* TO BE DONE
Extract every line of the records below that contains the string "handlebar".

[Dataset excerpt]
────────
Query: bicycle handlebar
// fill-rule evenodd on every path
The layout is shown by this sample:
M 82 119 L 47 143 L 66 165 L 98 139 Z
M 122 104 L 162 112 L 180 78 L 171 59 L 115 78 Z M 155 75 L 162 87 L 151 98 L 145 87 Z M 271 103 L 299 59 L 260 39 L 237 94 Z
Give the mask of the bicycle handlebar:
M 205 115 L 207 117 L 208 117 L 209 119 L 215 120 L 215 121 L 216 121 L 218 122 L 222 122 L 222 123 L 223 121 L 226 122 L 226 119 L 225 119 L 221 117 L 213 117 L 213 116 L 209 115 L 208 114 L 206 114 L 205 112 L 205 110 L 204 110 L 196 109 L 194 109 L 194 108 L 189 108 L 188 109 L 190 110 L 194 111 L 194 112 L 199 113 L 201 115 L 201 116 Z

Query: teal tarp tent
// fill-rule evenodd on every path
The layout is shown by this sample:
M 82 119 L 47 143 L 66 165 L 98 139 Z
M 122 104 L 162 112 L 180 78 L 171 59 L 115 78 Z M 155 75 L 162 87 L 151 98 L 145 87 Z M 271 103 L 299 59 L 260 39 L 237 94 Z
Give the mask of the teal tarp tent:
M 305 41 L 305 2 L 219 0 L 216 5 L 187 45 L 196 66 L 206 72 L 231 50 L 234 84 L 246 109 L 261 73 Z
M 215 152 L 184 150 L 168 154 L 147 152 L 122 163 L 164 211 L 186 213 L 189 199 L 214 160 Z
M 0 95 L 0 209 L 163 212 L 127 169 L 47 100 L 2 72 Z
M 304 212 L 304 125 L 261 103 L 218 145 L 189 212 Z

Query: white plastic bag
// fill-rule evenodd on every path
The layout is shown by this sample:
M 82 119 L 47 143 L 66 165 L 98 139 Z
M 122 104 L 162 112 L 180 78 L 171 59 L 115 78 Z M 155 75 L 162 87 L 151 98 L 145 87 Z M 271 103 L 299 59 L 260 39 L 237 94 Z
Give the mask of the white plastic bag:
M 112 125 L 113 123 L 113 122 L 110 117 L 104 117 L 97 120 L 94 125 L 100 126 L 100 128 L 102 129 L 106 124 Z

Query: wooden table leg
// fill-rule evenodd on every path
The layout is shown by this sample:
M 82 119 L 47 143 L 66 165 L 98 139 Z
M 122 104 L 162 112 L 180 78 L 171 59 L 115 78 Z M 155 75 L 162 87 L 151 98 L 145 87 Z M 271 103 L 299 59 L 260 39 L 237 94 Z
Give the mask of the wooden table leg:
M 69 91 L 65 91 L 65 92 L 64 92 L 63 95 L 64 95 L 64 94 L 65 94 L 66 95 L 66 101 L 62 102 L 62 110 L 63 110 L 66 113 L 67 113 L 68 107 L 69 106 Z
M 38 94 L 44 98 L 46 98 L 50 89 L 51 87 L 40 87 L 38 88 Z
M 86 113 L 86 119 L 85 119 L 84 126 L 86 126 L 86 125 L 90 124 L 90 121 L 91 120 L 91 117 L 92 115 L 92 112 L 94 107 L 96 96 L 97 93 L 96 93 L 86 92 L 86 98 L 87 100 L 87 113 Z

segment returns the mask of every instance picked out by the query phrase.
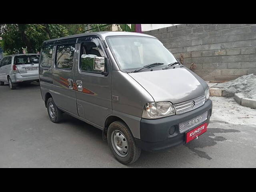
────────
* SOLUTION BELOW
Query: bicycle handlebar
Give the mask of the bicycle handlebar:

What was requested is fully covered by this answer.